Point-per-instance localization data:
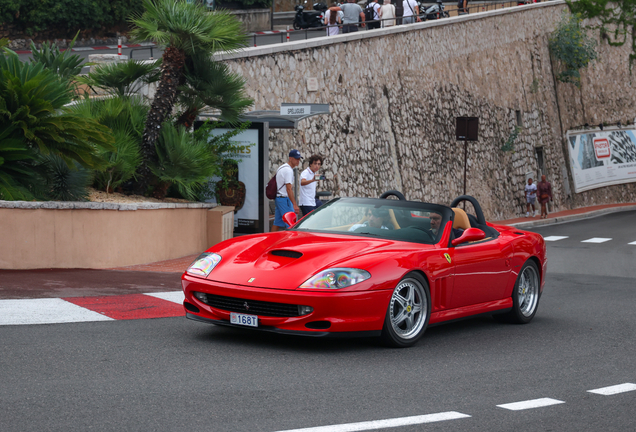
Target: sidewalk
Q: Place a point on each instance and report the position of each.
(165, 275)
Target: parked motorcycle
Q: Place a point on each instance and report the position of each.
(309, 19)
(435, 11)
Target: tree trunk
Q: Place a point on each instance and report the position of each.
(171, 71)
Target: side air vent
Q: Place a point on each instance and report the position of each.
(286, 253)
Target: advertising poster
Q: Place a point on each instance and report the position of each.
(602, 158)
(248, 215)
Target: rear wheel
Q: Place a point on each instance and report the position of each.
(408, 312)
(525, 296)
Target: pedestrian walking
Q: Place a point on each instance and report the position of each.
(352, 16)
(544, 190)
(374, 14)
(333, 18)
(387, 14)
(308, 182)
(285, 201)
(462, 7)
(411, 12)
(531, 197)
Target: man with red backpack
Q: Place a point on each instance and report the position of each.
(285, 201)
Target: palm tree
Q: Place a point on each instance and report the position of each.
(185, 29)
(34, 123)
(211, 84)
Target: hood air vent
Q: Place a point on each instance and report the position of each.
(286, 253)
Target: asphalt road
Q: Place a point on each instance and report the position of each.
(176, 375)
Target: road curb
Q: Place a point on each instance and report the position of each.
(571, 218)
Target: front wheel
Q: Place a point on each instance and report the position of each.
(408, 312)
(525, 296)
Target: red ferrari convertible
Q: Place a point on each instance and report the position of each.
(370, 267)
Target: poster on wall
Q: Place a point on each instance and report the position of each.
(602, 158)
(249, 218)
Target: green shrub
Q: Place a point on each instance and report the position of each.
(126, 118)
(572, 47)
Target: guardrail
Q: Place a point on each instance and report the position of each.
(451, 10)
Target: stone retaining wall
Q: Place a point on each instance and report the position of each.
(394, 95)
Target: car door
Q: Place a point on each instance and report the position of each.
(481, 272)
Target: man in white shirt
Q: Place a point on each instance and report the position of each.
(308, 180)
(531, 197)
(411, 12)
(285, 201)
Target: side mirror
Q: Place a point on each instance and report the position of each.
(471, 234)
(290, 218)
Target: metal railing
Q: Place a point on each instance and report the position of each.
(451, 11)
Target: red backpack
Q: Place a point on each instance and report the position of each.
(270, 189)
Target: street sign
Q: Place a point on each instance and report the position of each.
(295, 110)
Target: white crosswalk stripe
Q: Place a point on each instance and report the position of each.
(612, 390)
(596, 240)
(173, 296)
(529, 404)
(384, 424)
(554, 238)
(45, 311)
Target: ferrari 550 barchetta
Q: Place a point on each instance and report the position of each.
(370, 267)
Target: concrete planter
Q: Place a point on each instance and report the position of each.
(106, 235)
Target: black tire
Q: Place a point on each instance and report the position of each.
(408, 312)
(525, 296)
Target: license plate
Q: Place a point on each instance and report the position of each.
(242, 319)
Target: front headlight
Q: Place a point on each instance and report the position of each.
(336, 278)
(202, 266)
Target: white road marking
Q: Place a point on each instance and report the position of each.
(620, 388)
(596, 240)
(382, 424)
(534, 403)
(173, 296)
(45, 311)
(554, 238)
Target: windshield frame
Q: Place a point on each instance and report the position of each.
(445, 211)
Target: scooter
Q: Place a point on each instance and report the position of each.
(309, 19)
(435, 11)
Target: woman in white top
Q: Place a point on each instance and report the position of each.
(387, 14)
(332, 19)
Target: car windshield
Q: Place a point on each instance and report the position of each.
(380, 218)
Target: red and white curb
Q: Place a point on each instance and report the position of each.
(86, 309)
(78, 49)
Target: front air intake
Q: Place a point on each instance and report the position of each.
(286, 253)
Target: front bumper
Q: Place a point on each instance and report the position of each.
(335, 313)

* * *

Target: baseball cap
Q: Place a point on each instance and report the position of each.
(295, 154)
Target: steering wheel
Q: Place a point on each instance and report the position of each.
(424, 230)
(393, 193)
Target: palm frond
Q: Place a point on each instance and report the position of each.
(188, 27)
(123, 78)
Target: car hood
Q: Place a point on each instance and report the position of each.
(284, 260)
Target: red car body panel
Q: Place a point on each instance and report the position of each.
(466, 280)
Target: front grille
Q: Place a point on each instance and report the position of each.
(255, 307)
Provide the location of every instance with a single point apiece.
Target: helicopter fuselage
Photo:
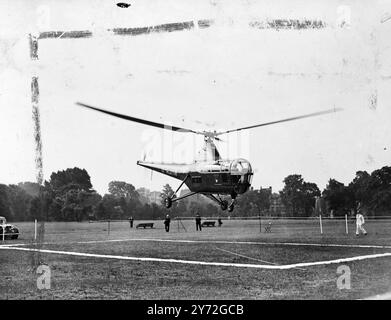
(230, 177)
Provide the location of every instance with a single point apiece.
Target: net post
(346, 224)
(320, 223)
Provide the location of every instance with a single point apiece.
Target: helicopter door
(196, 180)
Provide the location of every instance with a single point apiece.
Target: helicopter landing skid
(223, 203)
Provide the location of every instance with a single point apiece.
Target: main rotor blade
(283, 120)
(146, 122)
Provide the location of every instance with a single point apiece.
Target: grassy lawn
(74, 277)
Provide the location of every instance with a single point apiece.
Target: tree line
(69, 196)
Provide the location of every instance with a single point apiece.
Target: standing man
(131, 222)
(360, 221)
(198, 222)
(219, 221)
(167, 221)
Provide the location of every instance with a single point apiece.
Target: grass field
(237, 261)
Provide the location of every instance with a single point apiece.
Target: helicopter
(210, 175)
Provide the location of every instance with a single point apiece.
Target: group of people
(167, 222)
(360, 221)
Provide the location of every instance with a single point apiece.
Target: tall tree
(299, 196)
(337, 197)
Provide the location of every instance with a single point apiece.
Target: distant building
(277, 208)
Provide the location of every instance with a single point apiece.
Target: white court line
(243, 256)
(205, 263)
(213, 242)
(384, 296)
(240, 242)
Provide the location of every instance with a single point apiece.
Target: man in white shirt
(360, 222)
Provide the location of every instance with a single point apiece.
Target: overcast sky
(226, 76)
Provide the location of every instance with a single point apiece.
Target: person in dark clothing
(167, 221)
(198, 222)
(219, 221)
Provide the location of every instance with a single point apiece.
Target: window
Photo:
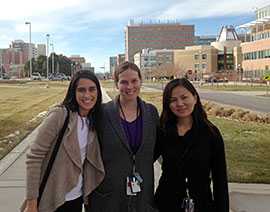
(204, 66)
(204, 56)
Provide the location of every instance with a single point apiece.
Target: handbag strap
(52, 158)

» **Directions for this task**
Above are the entries. Quote exactly the lines from the one bearing "Target: street sign" through the one bearing "Target: license plate".

» **Task output**
Target: street sign
Q: Place a point on each instance and report the position of each.
(295, 110)
Target: white crosswalk stripe
Q: Place a point on each instance and report the position of each.
(612, 390)
(596, 240)
(173, 296)
(529, 404)
(384, 424)
(554, 238)
(45, 311)
Target: ferrari 550 barchetta
Q: Place a point on each instance and report the position of each.
(370, 267)
Target: concrete planter
Q: Place a point on each instance and report the position of each.
(106, 235)
Target: black tire
Q: Place a point on each instance and report the position of each.
(408, 312)
(525, 296)
Target: license plate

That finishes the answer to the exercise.